> STUDY TEXT
════════════════════

That’s a dicey proposition when, as here, I’m kind of inclined to agree that this particular use of the legal system wasn’t a very good one, but I want to resist getting sucked into a dreary dialogue about whether the doors to our courthouses ought to be closed based on an impossibly ill-defined standard, poorly articulated by someone who is already both a bit tipsy and lacking either experience with, or perspective about, the legal system he criticizes. But knowing this will likely soon enter the realm of urban myth, needs must I arm myself with both knowledge of what actually happened, and a pithy response to the near-inevitable challenge.

So here’s what actually happened.

The defendants responded to Mr. Cherm’s suit with a motion to dismiss this case under California Code of Civil Procedure section 425.16 to have the lawsuit thrown out of court at an early date, and require the plaintiff to pay the defendant’s attorney’s fees and court costs for the privilege of having sued the defendant and lost. In order to make such a motion, the defendants prove that the activity purportedly giving rise to liability as alleged in the complaint is conduct of public interest protected by the First Amendment right of free speech or the California Constitution’s equivalent of it. If the defendants can do that, the burden falls upon the plaintiff to produce admissible evidence that he is likely to win the lawsuit on its merits, notwithstanding the defendants’ invocation of their free speech rights.

════════════════════

> DATA RECORDS
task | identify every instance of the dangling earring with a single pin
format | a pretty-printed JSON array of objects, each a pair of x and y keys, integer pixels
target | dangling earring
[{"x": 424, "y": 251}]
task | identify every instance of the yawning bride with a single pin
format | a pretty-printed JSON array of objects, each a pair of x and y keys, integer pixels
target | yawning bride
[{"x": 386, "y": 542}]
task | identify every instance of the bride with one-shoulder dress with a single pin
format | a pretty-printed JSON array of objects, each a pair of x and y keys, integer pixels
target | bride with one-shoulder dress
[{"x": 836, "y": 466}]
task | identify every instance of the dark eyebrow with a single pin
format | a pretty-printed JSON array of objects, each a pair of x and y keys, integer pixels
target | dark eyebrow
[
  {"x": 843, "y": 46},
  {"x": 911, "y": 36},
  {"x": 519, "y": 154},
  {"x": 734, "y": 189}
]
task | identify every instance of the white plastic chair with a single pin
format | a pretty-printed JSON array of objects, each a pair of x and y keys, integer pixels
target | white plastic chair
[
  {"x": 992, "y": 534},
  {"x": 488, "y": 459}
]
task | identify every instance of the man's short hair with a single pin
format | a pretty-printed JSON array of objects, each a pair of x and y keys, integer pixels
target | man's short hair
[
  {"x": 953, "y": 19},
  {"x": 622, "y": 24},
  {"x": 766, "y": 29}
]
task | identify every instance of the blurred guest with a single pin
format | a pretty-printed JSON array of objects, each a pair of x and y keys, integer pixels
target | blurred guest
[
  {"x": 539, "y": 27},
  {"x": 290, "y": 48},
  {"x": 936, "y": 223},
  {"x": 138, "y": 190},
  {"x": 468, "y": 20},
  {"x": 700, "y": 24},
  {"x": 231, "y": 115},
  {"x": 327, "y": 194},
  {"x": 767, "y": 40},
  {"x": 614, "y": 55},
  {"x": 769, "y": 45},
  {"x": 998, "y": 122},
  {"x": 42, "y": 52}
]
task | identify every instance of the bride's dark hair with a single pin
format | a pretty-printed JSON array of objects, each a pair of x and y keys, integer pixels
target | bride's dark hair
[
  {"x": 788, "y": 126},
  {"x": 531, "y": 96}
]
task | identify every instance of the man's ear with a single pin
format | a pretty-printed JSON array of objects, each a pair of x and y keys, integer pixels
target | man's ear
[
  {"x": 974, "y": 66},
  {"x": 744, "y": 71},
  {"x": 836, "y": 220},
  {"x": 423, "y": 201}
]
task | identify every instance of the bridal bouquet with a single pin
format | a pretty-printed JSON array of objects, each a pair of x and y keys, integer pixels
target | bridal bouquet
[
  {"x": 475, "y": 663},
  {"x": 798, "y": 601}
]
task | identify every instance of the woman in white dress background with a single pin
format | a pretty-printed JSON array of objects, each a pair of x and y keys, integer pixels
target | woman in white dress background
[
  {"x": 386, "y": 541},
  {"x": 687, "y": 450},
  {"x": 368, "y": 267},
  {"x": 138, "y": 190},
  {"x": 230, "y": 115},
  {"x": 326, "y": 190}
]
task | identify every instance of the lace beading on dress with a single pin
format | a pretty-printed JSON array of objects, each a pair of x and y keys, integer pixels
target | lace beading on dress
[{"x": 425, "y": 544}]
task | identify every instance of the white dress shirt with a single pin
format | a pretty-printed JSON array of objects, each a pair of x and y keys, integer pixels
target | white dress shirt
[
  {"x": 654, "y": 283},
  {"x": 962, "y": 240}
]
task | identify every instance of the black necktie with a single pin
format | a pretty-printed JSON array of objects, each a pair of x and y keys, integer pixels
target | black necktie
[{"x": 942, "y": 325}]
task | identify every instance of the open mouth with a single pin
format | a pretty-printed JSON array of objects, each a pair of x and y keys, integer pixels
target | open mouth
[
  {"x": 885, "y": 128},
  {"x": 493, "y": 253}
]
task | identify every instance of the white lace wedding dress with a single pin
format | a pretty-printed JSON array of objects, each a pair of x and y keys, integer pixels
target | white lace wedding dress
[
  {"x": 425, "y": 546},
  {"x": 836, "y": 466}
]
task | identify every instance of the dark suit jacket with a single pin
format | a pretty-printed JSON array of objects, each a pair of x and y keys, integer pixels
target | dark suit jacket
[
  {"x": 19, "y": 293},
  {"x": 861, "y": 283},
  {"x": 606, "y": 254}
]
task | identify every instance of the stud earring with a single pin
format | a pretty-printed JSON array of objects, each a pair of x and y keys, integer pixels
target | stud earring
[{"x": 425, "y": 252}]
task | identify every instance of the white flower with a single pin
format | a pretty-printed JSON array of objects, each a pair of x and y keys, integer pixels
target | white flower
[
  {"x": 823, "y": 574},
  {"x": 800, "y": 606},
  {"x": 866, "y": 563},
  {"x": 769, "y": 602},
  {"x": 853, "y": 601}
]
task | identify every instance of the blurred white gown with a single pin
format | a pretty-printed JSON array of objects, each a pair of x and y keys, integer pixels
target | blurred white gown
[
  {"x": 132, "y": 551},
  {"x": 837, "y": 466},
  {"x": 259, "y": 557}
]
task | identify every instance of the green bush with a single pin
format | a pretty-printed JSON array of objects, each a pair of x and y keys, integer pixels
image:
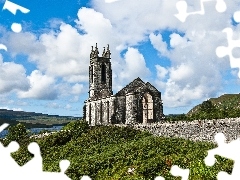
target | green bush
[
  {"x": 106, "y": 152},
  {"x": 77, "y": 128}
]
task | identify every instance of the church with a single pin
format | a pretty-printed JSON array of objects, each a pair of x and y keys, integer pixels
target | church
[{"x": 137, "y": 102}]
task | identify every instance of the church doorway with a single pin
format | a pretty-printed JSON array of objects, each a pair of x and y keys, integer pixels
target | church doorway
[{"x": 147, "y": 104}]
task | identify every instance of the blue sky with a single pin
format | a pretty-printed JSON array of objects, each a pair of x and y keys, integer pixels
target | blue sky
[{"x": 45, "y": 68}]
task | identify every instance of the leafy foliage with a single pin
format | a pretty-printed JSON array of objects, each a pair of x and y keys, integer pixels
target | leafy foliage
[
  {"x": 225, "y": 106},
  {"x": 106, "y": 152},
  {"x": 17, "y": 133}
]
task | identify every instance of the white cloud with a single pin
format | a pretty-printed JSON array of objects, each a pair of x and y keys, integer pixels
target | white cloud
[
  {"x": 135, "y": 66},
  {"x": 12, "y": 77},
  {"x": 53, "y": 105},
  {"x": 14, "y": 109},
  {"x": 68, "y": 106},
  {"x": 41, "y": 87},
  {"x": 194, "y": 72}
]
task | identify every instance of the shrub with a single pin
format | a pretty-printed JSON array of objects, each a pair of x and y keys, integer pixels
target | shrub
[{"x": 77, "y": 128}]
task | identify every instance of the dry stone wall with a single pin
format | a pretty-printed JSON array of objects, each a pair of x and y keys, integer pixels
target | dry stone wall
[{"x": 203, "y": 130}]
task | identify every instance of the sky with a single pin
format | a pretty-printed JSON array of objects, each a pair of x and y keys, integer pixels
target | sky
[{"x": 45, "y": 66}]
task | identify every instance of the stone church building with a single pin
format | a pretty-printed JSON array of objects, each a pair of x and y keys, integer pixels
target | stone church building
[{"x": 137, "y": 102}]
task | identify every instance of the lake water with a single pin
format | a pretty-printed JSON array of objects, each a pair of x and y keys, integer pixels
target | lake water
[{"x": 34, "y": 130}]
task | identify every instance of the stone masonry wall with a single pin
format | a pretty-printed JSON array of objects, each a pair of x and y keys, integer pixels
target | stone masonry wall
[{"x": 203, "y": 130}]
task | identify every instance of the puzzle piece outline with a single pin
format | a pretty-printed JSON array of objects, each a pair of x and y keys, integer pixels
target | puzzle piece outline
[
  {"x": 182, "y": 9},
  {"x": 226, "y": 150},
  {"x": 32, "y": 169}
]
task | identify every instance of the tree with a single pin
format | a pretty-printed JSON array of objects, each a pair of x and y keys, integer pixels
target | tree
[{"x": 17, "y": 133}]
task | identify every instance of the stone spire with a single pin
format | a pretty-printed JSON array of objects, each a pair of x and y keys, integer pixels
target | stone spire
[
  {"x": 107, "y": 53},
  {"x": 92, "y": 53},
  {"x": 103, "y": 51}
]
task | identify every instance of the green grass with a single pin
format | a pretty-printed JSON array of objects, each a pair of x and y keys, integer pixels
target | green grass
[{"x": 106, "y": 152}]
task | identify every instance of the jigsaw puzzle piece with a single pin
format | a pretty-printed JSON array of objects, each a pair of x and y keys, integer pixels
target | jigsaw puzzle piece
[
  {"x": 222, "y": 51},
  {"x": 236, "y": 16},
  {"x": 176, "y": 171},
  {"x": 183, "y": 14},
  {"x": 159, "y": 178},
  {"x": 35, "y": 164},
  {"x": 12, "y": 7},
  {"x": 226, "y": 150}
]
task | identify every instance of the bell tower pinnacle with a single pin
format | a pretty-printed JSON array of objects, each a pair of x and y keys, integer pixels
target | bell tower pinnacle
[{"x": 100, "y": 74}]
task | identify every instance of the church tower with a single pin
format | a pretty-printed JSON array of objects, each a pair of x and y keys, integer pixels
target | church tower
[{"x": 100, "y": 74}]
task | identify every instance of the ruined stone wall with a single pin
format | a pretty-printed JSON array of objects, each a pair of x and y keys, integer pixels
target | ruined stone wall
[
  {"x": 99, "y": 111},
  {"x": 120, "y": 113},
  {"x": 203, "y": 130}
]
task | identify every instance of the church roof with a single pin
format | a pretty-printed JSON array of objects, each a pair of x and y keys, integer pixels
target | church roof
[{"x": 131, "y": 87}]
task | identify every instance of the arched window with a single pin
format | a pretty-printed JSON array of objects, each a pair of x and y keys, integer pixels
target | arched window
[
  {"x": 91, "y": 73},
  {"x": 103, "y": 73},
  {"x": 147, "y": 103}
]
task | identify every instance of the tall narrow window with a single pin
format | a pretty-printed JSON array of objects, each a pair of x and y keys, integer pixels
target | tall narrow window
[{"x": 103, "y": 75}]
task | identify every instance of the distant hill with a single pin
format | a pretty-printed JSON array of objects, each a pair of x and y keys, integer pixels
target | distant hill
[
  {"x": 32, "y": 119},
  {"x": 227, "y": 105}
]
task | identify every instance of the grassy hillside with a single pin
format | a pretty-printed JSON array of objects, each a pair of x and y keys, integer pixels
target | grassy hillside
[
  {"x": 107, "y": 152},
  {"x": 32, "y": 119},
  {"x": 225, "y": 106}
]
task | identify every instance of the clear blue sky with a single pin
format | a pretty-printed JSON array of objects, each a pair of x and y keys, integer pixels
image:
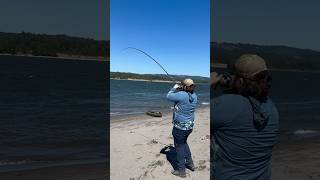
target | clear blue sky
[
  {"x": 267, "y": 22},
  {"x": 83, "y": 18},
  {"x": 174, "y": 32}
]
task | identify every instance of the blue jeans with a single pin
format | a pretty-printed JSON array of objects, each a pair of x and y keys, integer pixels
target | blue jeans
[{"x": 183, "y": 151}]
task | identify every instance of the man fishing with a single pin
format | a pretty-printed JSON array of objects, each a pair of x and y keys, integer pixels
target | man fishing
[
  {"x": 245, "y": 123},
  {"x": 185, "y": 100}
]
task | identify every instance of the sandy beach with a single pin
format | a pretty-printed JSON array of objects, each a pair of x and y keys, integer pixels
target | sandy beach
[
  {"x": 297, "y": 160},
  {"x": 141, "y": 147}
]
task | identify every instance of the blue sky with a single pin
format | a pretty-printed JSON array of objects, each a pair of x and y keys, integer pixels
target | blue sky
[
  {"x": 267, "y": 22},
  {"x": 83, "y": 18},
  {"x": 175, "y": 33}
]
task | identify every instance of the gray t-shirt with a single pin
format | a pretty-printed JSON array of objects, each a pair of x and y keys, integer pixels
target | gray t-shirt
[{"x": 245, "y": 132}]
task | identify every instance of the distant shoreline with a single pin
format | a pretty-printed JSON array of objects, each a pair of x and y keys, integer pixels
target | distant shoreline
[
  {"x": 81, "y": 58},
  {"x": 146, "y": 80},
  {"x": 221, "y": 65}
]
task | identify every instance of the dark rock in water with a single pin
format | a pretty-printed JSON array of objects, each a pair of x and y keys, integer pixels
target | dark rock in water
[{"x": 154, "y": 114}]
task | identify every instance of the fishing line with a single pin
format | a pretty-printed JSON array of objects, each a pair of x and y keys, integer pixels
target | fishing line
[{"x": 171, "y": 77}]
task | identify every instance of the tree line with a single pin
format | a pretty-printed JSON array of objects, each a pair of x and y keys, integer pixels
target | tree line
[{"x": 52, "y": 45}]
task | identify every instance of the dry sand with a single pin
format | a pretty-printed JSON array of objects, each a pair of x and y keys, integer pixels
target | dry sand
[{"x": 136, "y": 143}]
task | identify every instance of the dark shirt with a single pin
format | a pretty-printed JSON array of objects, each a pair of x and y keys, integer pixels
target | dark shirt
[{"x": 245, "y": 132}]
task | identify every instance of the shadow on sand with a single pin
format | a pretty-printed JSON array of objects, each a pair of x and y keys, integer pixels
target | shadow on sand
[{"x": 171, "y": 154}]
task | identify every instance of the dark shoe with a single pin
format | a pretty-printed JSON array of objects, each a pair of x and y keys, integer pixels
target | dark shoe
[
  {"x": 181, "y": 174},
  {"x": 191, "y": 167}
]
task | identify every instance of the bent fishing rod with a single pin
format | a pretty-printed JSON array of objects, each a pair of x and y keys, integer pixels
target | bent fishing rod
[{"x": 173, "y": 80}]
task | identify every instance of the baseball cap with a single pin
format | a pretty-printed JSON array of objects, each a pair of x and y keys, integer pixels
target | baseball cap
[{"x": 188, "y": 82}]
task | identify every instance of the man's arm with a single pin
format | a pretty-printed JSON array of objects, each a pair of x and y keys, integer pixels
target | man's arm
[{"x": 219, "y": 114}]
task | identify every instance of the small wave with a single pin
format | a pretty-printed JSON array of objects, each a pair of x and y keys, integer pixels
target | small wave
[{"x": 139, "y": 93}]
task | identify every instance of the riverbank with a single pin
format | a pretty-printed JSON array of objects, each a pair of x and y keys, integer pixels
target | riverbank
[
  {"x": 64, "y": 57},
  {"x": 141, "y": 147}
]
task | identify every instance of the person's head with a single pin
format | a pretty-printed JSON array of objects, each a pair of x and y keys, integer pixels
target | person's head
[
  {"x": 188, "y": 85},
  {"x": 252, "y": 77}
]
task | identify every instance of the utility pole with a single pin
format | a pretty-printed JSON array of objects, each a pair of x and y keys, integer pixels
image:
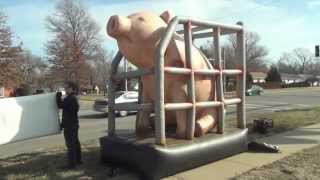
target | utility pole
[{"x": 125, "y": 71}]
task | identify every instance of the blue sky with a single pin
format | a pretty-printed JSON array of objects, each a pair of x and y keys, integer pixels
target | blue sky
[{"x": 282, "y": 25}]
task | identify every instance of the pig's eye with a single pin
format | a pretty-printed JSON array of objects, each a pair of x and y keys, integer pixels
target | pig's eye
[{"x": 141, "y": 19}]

════════════════════

> INSTRUCTIONS FOR THE TASK
Please name the section of the California Code of Civil Procedure under which the defendants moved to dismiss, according to the text about Mr. Cherm's lawsuit. The records are separate material and are not connected to the text about Mr. Cherm's lawsuit.

> RESPONSE AREA
Section 425.16